# The problem
List each line of the data in which the string "clicks" appears.

Stored items
────────
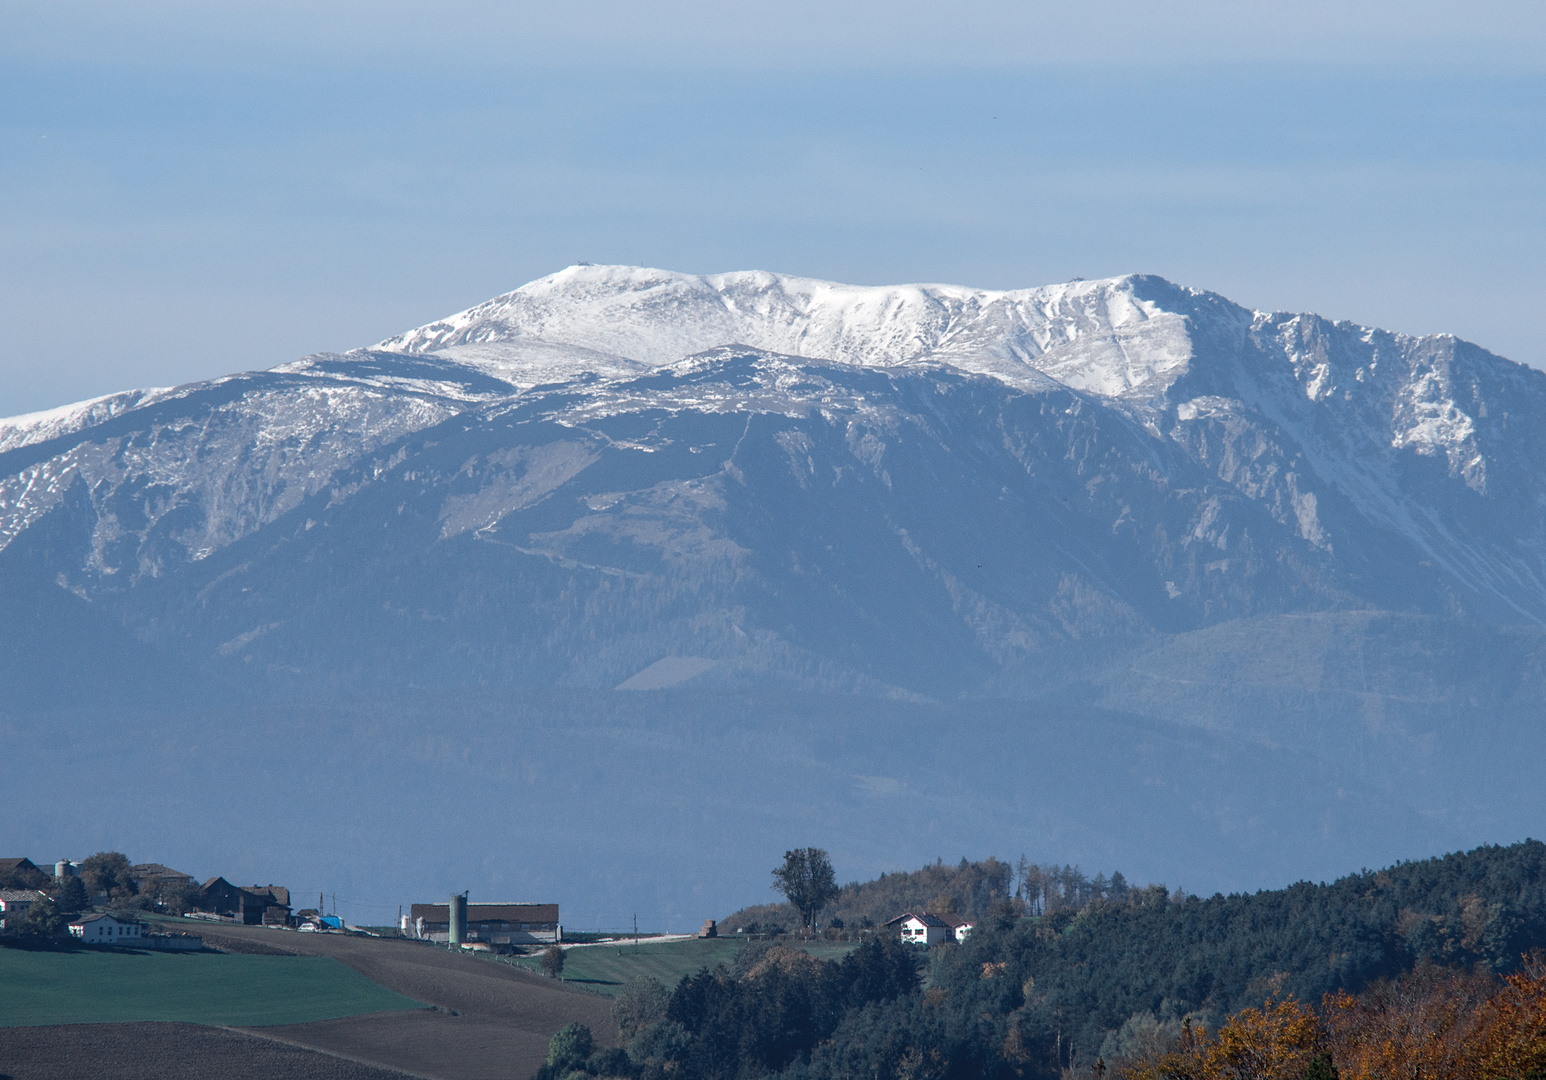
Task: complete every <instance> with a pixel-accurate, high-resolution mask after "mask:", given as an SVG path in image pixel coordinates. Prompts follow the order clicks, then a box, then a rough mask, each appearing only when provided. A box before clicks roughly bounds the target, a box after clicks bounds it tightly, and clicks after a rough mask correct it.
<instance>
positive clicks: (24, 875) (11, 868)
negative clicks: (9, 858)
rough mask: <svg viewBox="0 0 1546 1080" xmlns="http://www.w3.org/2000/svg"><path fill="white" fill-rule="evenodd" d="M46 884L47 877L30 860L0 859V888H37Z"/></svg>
mask: <svg viewBox="0 0 1546 1080" xmlns="http://www.w3.org/2000/svg"><path fill="white" fill-rule="evenodd" d="M43 884H48V875H46V873H43V871H42V870H39V868H37V865H36V864H34V862H32V861H31V859H0V887H6V888H37V887H39V885H43Z"/></svg>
────────
# Written solution
Task: complete every <instance> with a pixel-accurate, high-resolution mask after "mask:", given as an SVG path in image pixel coordinates. Prompts follow the order clicks, then a box, then a rough mask, each appearing only when provided. A box before clicks roughly bounds the target, a box after clicks bounds it tightly, and clicks after a rough mask correct it.
positive clicks: (24, 875) (11, 868)
negative clicks: (9, 858)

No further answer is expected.